## EXCERTO DO TEXTO
════════

O Estado é um patrão forreta
Manter os jovens portugueses no país ou incentivá-los a regressar. Boa parte dos discursos do Governo e da bancada da AD na discussão e votação na generalidade do Orçamento do Estado apontaram a esta mensagem. A intenção é boa e é importante que se passe dos planos aos atos. Mas ao Governo cabe também o papel de apresentar aos jovens boas oportunidades profissionais dentro da esfera do Estado, sendo notório que há atividades fundamentais para a sociedade que carecem de candidatos ou que não oferecem condições competitivas, quando se compara com o setor privado.
A falta de professores é um dos problemas mais sérios que o país terá de enfrentar nos próximos anos. A última fase de acesso ao Ensino Superior até deu um bom sinal, com o aumento da procura por cursos de Ciências de Educação, os que formam professores. No entanto, além de ser necessário que a frequência desse curso se converta, de facto, num futuro posto de trabalho numa escola (muitos dos jovens acabam por optar por outra direção profissional e há também aqueles que desistem a meio do percurso académico), o ritmo de entradas continua a ser inferior à quantidade prevista de docentes que se vão reformar nos próximos anos.
Aliás, num estudo recente do Edulog, o think tank para a Educação da Fundação Belmiro de Azevedo, é assumido que em 2031 não haverá professores suficientes para preencher as vagas abertas por aposentação e só uma disciplina escapará a esta realidade, a de Educação Física.
A reposição do tempo de carreira congelado aos professores teve o mérito de trazer alguma justiça aos profissionais afetados, mas não resolveu as questões de fundo que afastam jovens da profissão. São questões que vão além das salariais e que passam, por exemplo, pelo crónico problema dos professores deslocados, a diminuição da autoridade do docente na sala de aula e pela falta de condições para trabalhar – ainda nesta terça-feira, o ministro da Educação admitiu que 500 escolas (10% do parque escolar do Ensino Básico e Secundário) “estão identificadas como estando em estado de degradação”, já para não falar da falta de auxiliares, que tem justificado greves quase diárias nas últimas semanas, afetando milhares de alunos e famílias.
No SNS, também há hospitais com falta de equipamento, com falta de camas para internamento e outros recursos. Ainda assim, são a porta de entrada para os jovens internos que pretendem fazer a especialidade. Mas, como escrevi em crónica anterior, esse trajeto tem tantos obstáculos que pode até parecer um campo de recrutamento para tropas de elite. Depois de todos os sacrifícios, quando tiverem a especialidade concluída, como é que se pode condenar um jovem médico por procurar alternativas que lhe garantam melhor vencimento e qualidade de vida no setor privado?
Polícias são outros profissionais essenciais para o correto funcionamento do Estado, mas há cada vez menos interessados. Em março, números oficiais revelados pela PSP deram conta de 2.865 candidatos ao concurso nacional, menos 178 do que em 2023, quando na década de 90 do século passado chegaram a existir 16 mil e em 2012 ainda eram mais de 10 mil.

════════

[Entradas retiradas de uma coleção]

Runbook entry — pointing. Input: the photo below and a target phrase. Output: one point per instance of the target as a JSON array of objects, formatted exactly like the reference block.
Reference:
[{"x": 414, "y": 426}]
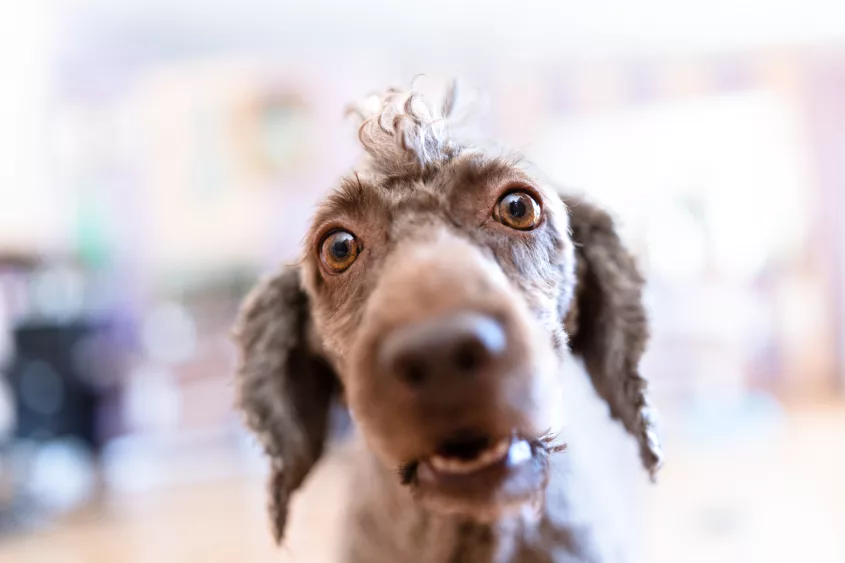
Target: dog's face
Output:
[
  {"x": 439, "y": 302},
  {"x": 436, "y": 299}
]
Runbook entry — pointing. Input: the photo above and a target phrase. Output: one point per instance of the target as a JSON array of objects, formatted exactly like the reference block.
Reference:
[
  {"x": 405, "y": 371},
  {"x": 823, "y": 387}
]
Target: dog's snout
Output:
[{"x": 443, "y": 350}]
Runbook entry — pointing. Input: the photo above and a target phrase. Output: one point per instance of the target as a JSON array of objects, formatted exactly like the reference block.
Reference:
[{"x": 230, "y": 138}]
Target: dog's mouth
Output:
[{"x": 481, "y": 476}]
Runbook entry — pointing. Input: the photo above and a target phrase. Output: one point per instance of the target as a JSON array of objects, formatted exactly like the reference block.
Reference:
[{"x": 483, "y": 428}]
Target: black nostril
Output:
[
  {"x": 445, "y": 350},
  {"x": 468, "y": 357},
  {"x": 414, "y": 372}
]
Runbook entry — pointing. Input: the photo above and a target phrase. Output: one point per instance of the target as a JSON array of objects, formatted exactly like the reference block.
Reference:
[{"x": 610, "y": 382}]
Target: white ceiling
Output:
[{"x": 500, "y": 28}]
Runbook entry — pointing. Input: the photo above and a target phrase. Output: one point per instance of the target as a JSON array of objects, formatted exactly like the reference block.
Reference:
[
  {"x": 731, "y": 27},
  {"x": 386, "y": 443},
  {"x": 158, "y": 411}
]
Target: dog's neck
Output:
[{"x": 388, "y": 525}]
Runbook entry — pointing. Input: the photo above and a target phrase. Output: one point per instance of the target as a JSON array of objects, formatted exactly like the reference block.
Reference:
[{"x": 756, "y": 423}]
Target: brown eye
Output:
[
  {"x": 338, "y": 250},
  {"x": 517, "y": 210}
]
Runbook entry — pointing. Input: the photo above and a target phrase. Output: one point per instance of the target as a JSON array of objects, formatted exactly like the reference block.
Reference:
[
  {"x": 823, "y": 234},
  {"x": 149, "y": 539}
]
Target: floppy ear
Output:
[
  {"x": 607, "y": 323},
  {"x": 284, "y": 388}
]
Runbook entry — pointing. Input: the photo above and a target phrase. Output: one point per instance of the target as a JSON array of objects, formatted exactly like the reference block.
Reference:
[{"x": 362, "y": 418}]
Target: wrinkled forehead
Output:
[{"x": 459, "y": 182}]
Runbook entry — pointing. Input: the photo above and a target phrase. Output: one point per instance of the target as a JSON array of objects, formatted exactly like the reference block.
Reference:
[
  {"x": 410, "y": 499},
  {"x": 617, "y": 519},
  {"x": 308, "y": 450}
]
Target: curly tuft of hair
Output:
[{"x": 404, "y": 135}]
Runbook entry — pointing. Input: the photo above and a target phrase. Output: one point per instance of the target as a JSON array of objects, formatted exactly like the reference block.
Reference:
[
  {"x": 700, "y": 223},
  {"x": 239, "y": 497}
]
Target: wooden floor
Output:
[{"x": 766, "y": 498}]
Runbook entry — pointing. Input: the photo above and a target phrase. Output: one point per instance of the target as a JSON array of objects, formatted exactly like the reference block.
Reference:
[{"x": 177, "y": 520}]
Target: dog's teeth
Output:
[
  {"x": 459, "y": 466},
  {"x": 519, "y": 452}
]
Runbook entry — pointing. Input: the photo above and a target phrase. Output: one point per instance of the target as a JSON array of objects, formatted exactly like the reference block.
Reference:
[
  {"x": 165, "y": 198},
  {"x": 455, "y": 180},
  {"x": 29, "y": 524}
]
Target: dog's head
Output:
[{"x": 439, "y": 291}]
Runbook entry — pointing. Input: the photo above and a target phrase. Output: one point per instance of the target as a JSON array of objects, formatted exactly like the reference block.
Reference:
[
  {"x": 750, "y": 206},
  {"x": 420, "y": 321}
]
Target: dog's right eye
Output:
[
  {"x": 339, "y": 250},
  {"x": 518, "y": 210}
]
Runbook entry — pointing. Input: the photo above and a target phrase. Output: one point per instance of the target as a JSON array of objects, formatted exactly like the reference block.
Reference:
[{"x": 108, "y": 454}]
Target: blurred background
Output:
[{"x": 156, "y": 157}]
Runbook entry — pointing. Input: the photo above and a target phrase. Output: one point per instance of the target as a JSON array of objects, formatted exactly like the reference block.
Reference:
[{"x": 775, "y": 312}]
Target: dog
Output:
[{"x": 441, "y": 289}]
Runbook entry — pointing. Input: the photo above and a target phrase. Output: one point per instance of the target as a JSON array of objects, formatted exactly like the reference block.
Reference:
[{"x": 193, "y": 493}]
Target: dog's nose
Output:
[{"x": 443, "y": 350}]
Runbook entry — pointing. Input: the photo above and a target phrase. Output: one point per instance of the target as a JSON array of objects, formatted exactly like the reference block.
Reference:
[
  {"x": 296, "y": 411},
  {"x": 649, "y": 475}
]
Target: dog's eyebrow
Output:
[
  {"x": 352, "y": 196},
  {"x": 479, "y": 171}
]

════════

## PROBLEMA A
Segundo o texto sobre o Estado como patrão, qual é a única disciplina que, de acordo com o estudo do Edulog, escapará à falta de professores em 2031?
## PROBLEMA B
Transcreva o trecho do texto sobre o Estado como patrão entre "O Estado é um" e "o setor privado.", inclusive, trocando "Governo" por "Executivo".
## PROBLEMA C
Diga se cada afirmação está de acordo com o texto sobre o Estado como patrão. Responda sim ou não e cite as palavras do texto que o decidem.
(i) Em março, a PSP divulgou que houve 2.865 candidatos ao concurso nacional.
(ii) O ministro da Educação admitiu que mil escolas estão em estado de degradação.
(iii) Em 2012, os candidatos ao concurso nacional da PSP ainda eram mais de 10 mil.

## RESPOSTA ESCRITA A
A disciplina de Educação Física.

## RESPOSTA ESCRITA B
O Estado é um patrão forreta
Manter os jovens portugueses no país ou incentivá-los a regressar. Boa parte dos discursos do Executivo e da bancada da AD na discussão e votação na generalidade do Orçamento do Estado apontaram a esta mensagem. A intenção é boa e é importante que se passe dos planos aos atos. Mas ao Executivo cabe também o papel de apresentar aos jovens boas oportunidades profissionais dentro da esfera do Estado, sendo notório que há atividades fundamentais para a sociedade que carecem de candidatos ou que não oferecem condições competitivas, quando se compara com o setor privado.

## RESPOSTA ESCRITA C
(i) Sim: "números oficiais revelados pela PSP deram conta de 2.865 candidatos ao concurso nacional".
(ii) Não: "o ministro da Educação admitiu que 500 escolas (10% do parque escolar do Ensino Básico e Secundário) “estão identificadas como estando em estado de degradação”".
(iii) Sim: "em 2012 ainda eram mais de 10 mil".